[What you should do] The required output is the line containing "of the sheriff" followed by each line through the end of the data below, repeated exactly and with nothing added.

[Data]
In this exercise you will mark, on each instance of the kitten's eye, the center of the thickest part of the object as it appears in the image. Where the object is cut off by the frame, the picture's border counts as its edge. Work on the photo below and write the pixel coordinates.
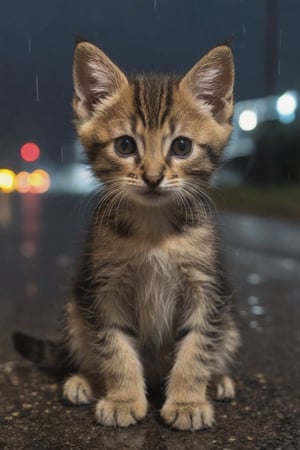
(181, 147)
(125, 146)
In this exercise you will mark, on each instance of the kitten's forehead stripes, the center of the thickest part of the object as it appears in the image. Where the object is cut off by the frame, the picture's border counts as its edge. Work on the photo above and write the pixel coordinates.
(153, 99)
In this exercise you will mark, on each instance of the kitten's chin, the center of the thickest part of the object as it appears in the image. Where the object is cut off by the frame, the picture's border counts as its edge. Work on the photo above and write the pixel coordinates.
(151, 197)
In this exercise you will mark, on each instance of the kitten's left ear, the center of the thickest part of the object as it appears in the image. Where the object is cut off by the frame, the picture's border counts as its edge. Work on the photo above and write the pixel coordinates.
(211, 82)
(96, 79)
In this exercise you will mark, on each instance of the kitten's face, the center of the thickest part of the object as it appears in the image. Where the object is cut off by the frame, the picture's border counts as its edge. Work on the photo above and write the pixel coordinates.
(153, 138)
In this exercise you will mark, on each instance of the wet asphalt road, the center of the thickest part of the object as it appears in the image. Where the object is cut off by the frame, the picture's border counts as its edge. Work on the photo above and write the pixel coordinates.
(40, 236)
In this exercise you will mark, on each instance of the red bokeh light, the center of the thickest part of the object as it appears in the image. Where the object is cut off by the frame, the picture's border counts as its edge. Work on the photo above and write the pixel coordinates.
(30, 152)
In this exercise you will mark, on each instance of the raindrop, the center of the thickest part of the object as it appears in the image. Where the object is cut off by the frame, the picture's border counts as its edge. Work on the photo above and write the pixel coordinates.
(254, 278)
(257, 310)
(280, 39)
(253, 300)
(288, 263)
(37, 90)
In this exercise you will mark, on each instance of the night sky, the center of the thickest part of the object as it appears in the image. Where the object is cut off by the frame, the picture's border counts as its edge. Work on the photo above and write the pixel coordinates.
(37, 40)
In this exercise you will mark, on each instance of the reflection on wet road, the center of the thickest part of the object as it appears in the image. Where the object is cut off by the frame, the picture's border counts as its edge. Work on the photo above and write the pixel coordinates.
(41, 235)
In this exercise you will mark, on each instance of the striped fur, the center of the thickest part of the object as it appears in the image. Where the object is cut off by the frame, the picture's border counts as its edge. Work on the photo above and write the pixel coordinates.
(150, 304)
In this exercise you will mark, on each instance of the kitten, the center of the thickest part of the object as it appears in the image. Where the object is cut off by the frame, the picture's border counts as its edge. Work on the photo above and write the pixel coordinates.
(150, 303)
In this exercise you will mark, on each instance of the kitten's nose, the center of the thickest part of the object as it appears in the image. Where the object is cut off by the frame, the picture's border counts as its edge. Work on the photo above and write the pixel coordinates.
(152, 180)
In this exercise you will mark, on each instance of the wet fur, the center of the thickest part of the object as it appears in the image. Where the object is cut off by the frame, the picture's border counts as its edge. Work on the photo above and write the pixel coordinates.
(150, 304)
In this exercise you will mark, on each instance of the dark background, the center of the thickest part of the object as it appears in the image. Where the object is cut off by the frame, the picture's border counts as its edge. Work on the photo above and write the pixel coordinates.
(37, 40)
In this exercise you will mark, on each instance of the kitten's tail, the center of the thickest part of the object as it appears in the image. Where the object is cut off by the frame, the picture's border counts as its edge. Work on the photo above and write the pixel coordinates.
(46, 354)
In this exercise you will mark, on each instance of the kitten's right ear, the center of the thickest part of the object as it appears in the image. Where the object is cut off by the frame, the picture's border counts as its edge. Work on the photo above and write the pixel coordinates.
(96, 79)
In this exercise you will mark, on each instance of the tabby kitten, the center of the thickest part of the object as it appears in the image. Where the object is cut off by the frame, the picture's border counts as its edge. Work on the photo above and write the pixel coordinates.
(150, 304)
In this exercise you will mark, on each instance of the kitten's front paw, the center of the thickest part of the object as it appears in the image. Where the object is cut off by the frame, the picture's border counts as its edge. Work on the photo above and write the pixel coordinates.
(188, 416)
(225, 388)
(77, 390)
(120, 413)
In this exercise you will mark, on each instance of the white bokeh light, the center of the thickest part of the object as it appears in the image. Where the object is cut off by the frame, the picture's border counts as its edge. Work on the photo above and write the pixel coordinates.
(248, 120)
(286, 104)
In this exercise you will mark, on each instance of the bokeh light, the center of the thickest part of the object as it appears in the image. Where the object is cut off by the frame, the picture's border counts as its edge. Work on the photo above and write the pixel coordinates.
(7, 180)
(22, 182)
(39, 181)
(248, 120)
(30, 152)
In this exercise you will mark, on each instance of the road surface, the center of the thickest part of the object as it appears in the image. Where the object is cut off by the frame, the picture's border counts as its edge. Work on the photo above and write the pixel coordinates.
(40, 236)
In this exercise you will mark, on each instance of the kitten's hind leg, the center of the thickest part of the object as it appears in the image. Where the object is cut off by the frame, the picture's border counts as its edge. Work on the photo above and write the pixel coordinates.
(225, 388)
(77, 390)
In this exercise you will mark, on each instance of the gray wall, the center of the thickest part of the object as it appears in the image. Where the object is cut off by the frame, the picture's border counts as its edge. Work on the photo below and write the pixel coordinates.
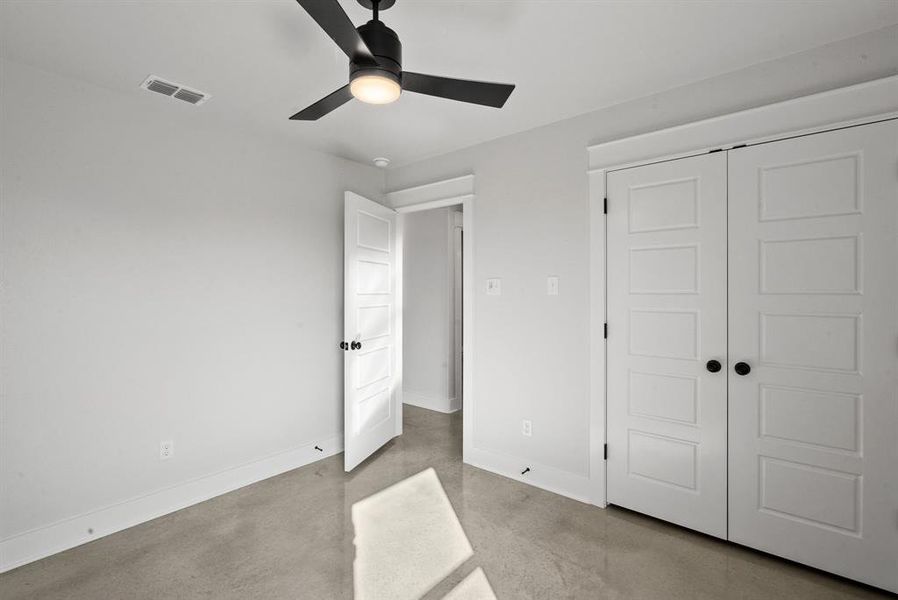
(531, 221)
(162, 279)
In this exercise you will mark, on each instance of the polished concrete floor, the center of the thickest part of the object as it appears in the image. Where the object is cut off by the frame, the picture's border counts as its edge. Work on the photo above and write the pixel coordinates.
(292, 537)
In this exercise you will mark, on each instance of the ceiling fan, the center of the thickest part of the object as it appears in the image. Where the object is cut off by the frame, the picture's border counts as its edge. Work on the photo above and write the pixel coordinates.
(375, 65)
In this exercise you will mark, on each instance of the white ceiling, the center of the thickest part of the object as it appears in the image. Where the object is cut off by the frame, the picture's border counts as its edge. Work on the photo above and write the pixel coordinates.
(264, 60)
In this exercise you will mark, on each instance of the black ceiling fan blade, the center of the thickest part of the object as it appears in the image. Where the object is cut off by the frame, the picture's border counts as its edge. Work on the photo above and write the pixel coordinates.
(330, 102)
(475, 92)
(333, 20)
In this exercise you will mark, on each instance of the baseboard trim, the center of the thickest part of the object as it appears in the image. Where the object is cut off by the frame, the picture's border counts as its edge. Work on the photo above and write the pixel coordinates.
(563, 483)
(443, 405)
(41, 542)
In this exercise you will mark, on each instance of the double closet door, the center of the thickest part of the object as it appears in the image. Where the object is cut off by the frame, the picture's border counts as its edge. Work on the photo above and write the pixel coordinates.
(753, 346)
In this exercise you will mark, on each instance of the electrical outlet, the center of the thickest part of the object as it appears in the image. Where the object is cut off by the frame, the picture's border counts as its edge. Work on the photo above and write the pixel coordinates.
(166, 449)
(493, 287)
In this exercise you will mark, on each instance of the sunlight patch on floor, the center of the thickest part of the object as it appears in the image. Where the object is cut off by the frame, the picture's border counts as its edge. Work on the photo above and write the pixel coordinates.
(473, 587)
(407, 539)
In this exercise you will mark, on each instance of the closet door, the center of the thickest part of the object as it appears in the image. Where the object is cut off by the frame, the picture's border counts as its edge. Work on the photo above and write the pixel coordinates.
(666, 321)
(813, 380)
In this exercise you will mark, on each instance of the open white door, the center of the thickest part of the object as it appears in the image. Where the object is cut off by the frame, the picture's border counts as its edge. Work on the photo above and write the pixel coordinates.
(372, 404)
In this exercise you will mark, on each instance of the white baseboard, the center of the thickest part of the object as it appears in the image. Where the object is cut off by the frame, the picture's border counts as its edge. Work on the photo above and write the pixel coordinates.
(29, 546)
(444, 405)
(570, 485)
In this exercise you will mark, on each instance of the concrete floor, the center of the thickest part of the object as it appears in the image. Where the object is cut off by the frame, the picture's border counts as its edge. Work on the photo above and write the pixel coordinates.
(292, 537)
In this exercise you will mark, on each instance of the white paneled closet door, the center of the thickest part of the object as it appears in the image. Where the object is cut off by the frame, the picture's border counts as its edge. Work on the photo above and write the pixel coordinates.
(813, 297)
(666, 320)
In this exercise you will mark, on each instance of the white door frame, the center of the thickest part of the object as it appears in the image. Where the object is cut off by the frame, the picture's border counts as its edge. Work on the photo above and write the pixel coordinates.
(844, 107)
(442, 194)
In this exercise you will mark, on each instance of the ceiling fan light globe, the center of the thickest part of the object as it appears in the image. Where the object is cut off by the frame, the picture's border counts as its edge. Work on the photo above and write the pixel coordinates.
(375, 89)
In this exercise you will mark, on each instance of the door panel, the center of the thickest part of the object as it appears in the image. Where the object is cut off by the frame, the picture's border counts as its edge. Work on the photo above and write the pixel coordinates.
(813, 226)
(667, 318)
(371, 403)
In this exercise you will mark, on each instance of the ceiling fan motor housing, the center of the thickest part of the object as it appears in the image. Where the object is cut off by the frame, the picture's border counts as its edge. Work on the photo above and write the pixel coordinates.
(385, 46)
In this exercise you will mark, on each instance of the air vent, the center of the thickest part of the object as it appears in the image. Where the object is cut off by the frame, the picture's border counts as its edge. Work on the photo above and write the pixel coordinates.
(174, 90)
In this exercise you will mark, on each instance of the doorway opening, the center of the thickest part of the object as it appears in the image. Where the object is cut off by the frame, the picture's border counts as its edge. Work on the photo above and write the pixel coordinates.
(432, 313)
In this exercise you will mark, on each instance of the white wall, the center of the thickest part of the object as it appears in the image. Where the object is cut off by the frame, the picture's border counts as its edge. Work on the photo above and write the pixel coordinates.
(531, 221)
(428, 343)
(164, 277)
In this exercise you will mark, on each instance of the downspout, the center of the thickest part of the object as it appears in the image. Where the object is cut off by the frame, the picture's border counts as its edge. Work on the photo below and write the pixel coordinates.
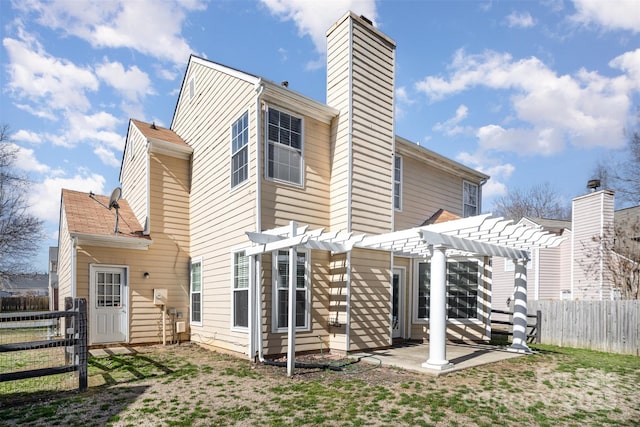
(536, 268)
(147, 225)
(255, 331)
(347, 329)
(600, 247)
(74, 242)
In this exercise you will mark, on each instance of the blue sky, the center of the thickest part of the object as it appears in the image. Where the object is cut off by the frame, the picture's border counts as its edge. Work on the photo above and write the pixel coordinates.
(527, 92)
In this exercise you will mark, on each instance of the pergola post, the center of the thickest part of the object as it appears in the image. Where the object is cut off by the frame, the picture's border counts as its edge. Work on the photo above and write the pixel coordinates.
(291, 321)
(519, 341)
(438, 312)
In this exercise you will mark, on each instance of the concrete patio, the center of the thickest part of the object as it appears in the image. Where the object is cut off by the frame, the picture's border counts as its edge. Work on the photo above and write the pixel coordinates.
(411, 356)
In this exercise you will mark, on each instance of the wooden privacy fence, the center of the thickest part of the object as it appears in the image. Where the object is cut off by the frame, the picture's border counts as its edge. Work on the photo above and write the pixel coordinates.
(610, 326)
(74, 341)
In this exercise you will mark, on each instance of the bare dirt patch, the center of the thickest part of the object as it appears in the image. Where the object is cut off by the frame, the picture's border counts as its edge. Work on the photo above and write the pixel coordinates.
(188, 385)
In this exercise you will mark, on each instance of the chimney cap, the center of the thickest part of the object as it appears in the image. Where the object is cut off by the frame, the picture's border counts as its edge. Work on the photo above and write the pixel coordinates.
(593, 184)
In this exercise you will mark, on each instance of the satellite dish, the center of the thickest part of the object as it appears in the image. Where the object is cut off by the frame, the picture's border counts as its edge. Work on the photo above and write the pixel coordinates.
(115, 196)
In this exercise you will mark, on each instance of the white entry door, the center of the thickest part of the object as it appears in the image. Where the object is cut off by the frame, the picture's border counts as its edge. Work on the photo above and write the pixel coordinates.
(108, 305)
(397, 305)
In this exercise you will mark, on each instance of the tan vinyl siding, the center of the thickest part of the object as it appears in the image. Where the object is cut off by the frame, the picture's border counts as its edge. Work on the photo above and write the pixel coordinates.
(592, 213)
(425, 189)
(370, 301)
(338, 302)
(308, 205)
(338, 85)
(64, 261)
(134, 174)
(550, 278)
(372, 131)
(220, 216)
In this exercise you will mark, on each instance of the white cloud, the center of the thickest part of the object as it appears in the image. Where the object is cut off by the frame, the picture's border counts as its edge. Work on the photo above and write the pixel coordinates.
(451, 127)
(312, 18)
(44, 196)
(585, 109)
(26, 160)
(27, 136)
(520, 20)
(132, 84)
(49, 82)
(147, 26)
(617, 15)
(107, 156)
(499, 173)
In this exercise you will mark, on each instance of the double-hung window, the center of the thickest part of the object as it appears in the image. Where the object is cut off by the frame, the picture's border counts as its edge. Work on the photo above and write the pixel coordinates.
(240, 290)
(397, 183)
(240, 150)
(462, 289)
(284, 147)
(470, 199)
(281, 290)
(196, 292)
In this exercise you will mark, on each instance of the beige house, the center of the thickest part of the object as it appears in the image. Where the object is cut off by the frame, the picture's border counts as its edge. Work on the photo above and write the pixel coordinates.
(570, 270)
(258, 195)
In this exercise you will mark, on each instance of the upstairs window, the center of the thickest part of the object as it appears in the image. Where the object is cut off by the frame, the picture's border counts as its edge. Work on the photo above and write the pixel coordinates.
(192, 88)
(397, 183)
(284, 147)
(240, 150)
(470, 199)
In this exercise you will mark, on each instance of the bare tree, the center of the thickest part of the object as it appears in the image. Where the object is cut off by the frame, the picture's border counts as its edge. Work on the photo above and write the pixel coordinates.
(540, 201)
(20, 232)
(617, 252)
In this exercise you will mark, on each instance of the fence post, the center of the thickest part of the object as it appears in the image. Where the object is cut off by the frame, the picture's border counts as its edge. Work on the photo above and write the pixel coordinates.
(81, 349)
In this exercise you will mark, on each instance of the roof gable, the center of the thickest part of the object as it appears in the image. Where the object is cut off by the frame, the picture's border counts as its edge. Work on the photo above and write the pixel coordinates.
(87, 217)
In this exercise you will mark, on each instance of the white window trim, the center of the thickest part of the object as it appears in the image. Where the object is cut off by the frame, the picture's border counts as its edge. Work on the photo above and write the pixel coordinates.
(477, 196)
(274, 293)
(191, 88)
(196, 261)
(231, 153)
(399, 208)
(266, 147)
(233, 327)
(452, 321)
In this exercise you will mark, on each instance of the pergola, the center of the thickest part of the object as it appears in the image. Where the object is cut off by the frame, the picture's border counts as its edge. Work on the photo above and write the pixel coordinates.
(481, 235)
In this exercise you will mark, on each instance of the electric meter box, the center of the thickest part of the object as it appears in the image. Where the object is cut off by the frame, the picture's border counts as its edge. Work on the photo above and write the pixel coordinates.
(160, 296)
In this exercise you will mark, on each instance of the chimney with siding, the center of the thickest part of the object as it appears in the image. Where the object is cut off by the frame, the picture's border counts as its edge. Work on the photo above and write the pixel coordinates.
(360, 83)
(592, 216)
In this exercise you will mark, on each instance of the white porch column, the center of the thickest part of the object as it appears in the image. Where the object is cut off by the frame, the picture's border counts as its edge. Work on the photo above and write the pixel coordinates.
(291, 322)
(519, 342)
(438, 312)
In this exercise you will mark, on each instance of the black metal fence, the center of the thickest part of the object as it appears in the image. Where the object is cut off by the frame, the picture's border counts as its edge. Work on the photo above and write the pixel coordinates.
(73, 340)
(24, 303)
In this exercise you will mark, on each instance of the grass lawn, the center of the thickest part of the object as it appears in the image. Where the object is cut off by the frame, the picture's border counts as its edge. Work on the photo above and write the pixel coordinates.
(186, 385)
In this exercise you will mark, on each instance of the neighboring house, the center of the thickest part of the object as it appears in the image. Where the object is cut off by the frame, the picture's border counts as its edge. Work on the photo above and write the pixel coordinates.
(258, 195)
(24, 285)
(53, 278)
(572, 270)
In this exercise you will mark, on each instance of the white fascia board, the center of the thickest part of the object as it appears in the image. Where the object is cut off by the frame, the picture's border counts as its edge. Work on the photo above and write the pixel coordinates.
(298, 103)
(158, 146)
(112, 241)
(226, 70)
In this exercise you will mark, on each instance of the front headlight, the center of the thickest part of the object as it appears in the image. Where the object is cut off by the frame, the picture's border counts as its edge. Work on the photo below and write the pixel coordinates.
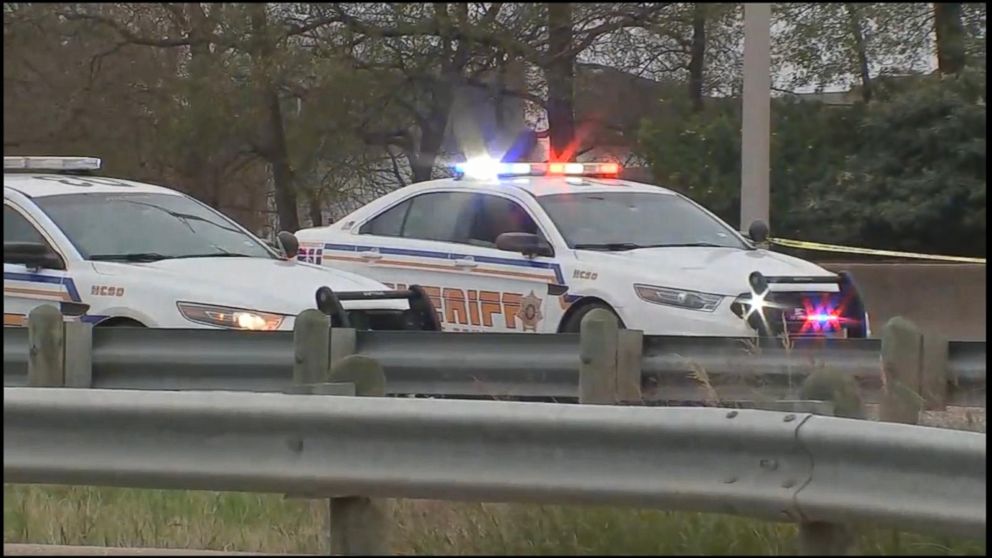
(690, 300)
(224, 316)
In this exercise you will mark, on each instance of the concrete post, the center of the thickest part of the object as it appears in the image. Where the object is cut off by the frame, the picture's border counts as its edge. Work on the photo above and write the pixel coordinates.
(756, 115)
(902, 363)
(598, 339)
(359, 525)
(46, 342)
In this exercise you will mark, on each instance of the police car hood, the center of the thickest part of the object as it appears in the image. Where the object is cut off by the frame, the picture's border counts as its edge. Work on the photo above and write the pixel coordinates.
(713, 270)
(272, 285)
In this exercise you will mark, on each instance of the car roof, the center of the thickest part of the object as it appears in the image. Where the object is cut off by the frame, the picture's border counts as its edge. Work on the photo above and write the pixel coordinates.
(539, 186)
(37, 185)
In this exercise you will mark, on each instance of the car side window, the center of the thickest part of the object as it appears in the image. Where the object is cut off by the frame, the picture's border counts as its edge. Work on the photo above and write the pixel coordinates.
(437, 216)
(495, 215)
(18, 229)
(388, 223)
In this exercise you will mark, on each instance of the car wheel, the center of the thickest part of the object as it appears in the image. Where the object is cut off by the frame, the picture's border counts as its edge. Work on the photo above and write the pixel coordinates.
(574, 322)
(120, 322)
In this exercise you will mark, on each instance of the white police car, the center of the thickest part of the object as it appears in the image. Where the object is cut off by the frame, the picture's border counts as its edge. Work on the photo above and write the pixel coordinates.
(123, 253)
(533, 247)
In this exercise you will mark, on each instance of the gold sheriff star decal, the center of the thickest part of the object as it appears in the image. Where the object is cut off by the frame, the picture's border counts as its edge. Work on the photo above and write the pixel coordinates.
(530, 312)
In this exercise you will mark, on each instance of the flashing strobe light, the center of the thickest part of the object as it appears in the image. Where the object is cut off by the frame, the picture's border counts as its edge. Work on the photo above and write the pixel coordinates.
(485, 168)
(51, 163)
(822, 318)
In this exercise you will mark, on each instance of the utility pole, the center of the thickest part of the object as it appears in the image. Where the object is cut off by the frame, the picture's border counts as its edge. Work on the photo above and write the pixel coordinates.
(756, 114)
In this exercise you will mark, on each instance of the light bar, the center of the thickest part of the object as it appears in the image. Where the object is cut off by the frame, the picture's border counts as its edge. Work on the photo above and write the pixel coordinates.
(51, 163)
(489, 169)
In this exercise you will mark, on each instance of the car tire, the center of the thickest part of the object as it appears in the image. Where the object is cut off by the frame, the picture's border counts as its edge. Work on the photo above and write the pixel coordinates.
(574, 322)
(120, 322)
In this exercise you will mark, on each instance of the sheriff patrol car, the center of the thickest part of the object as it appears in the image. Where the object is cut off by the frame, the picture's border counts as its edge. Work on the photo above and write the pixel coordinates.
(533, 247)
(123, 253)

[Answer below]
In this exercise you will mark, on each instance of the sheriff patrol car, the center of the thickest part of the object as it appears in the image. Where the object is cut off by the frame, the picture's border counts as its edge. Work on the photo above and write the pixel coordinates.
(533, 247)
(123, 253)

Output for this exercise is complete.